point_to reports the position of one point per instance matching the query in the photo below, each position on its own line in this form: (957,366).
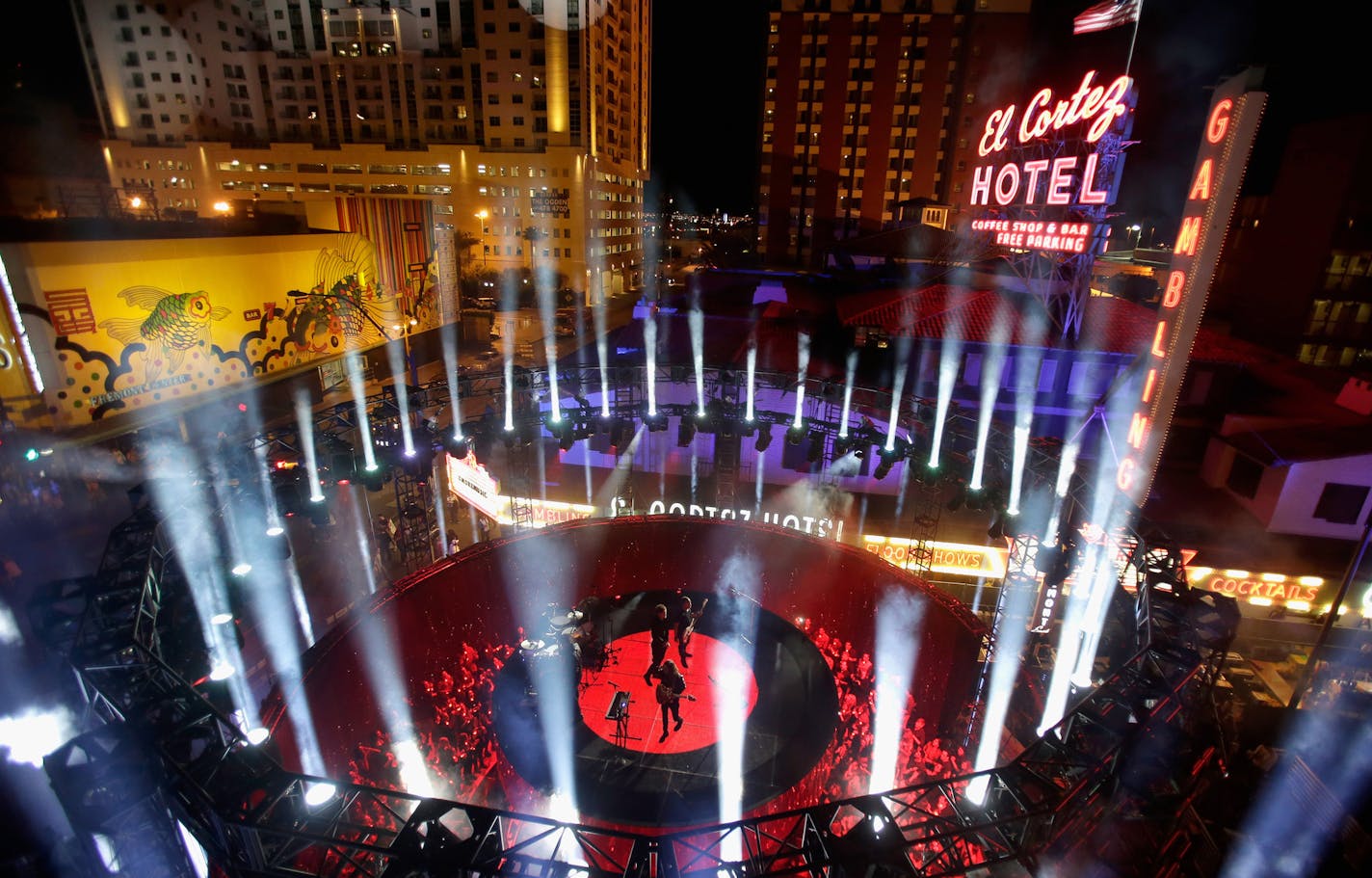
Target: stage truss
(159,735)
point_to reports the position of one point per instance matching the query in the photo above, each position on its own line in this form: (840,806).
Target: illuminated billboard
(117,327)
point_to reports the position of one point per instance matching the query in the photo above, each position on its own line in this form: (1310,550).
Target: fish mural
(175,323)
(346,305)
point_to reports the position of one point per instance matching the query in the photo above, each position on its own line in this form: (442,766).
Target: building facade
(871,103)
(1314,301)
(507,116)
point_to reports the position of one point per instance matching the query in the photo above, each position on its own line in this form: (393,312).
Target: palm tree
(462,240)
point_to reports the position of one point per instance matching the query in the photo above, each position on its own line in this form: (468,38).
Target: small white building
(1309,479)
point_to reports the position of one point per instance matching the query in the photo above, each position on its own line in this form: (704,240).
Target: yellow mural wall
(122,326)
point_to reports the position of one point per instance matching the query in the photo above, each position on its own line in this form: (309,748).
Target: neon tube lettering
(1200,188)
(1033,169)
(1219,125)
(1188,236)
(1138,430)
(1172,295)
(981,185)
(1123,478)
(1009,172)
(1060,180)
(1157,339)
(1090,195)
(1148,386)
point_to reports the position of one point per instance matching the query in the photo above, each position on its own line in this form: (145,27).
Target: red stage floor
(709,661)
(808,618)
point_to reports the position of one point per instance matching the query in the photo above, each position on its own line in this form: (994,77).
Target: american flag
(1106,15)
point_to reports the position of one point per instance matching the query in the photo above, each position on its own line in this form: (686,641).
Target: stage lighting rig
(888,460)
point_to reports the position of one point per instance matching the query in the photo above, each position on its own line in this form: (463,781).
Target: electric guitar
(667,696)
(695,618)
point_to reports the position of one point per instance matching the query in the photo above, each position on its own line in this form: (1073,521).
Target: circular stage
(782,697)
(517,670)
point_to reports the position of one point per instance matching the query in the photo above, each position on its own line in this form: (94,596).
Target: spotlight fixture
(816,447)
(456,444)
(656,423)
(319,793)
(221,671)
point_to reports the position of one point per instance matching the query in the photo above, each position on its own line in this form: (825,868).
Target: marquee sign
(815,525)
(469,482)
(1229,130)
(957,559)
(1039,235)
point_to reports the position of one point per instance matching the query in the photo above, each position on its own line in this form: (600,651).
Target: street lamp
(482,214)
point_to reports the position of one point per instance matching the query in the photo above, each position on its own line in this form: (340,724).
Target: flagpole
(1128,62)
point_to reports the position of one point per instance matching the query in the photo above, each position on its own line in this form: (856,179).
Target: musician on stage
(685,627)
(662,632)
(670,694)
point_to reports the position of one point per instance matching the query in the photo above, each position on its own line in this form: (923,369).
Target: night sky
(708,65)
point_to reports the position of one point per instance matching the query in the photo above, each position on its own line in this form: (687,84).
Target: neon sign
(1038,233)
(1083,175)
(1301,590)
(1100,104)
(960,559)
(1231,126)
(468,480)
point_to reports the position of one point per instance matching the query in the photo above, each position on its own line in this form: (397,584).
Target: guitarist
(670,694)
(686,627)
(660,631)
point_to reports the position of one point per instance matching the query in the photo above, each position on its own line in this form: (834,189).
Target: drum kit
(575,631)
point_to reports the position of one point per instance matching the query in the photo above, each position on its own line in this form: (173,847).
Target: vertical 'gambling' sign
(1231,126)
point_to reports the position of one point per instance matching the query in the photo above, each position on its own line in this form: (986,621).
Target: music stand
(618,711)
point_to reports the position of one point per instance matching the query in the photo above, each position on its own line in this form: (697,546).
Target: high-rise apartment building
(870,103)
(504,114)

================================

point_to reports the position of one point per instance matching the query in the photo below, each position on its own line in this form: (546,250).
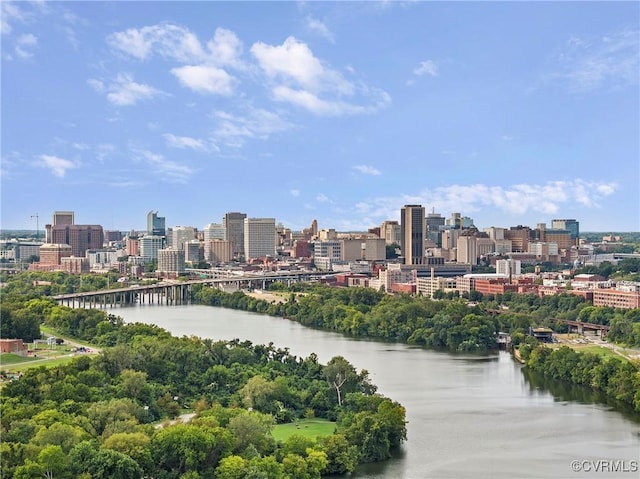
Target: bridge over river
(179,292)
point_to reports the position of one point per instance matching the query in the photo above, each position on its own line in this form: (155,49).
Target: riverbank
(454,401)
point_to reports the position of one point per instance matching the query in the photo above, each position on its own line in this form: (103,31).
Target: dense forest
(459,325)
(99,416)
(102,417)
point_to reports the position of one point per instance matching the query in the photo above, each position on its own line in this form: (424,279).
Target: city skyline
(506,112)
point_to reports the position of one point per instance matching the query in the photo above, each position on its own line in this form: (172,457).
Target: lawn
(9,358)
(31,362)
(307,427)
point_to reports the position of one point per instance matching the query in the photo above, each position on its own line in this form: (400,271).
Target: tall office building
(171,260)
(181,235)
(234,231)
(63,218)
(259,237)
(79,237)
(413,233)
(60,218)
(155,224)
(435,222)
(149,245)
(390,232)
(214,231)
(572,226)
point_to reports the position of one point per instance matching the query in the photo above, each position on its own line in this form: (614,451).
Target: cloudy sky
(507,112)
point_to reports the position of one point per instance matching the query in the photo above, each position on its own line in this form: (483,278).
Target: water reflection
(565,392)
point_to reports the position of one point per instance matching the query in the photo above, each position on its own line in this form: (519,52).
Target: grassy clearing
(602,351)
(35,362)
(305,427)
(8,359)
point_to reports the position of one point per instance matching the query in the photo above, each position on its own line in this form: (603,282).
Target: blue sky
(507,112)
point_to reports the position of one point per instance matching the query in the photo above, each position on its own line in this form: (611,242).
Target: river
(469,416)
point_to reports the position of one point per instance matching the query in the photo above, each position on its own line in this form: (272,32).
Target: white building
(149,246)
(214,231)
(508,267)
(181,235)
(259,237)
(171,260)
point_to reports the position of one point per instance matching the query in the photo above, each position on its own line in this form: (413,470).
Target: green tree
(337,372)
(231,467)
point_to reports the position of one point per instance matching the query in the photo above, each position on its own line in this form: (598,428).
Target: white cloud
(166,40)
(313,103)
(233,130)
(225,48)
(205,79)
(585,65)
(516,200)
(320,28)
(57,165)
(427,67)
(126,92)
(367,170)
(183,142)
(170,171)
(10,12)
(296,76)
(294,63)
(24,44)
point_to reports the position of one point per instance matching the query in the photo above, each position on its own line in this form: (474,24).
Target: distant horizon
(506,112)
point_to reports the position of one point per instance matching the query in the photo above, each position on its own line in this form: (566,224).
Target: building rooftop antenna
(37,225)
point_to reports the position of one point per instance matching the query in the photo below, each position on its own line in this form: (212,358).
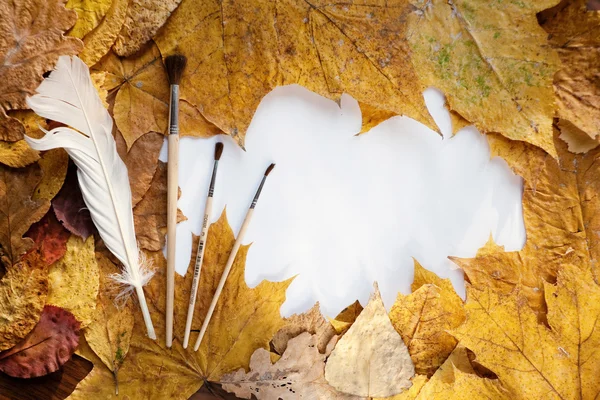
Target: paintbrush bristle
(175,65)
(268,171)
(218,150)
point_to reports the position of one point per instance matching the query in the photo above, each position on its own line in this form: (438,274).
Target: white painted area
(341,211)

================================

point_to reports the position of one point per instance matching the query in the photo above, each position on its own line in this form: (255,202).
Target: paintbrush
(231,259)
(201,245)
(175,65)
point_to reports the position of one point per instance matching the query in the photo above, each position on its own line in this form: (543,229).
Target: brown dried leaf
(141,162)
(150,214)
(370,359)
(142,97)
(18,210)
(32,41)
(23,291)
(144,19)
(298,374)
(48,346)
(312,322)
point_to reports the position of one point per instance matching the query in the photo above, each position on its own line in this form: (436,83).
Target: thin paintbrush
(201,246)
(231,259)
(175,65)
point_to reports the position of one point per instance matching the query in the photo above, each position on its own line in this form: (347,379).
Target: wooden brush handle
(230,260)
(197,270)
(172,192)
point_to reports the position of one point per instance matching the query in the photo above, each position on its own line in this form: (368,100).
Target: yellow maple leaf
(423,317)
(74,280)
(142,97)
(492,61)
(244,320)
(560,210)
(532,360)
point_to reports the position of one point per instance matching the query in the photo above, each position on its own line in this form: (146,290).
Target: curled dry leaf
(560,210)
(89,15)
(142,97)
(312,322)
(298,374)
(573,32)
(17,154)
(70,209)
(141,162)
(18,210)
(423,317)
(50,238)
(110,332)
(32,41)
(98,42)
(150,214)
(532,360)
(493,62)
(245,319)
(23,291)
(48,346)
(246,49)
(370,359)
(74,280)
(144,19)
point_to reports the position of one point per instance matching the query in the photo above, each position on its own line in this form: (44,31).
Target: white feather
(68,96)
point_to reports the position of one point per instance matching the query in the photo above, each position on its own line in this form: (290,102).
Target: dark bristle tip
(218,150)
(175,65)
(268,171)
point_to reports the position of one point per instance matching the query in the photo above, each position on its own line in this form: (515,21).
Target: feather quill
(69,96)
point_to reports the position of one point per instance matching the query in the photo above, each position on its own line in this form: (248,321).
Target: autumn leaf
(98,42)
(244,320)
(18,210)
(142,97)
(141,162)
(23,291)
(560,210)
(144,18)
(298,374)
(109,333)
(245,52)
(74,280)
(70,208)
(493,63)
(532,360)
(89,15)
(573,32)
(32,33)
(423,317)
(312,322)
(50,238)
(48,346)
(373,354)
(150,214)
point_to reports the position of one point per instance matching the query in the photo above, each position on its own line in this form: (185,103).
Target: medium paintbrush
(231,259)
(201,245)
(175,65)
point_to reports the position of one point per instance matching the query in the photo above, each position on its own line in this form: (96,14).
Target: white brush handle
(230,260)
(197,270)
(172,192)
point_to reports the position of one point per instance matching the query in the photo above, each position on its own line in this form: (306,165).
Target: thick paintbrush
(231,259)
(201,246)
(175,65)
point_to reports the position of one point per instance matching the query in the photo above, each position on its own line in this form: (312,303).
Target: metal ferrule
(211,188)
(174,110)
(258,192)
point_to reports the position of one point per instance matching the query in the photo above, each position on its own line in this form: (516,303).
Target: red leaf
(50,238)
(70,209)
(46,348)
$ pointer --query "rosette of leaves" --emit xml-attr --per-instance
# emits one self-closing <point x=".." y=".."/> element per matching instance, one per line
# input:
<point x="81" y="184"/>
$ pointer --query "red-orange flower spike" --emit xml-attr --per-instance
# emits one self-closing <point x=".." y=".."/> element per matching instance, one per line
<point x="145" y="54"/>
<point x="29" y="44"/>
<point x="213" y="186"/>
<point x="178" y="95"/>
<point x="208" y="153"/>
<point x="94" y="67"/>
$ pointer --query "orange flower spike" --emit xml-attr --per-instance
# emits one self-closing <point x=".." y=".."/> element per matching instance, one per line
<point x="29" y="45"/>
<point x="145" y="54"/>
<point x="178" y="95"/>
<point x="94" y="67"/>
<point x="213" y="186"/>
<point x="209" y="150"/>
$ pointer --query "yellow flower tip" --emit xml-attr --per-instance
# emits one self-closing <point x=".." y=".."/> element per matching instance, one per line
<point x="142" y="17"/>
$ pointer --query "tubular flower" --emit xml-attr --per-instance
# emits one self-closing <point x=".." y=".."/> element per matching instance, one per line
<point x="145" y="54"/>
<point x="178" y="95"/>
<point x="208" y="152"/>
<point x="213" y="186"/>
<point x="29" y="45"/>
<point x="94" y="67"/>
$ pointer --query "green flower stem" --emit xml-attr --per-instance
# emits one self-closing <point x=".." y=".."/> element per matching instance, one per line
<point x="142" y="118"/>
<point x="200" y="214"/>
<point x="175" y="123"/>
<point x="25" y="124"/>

================================

_Task details_. Copy out the lines above exactly, beginning at the one that contains "Target: thin paintbrush" and ending at the one that contains "this form: (146,290).".

_Problem solution_.
Target: thin paintbrush
(201,246)
(231,259)
(175,65)
point_to reports the position of one point per instance matching the query in the photo above, each position on its own line in this form: (347,379).
Target: wooden brush handle
(230,260)
(197,270)
(172,192)
point_to reports the position of one point per instance matching the query in the photo above, each position on its own line in this form: (368,100).
Target: yellow maple leaf
(423,317)
(74,280)
(142,97)
(492,61)
(244,320)
(560,210)
(532,360)
point_to reports the position of one point per instance matching the query in the photo above, each position on its own line in this form: (146,290).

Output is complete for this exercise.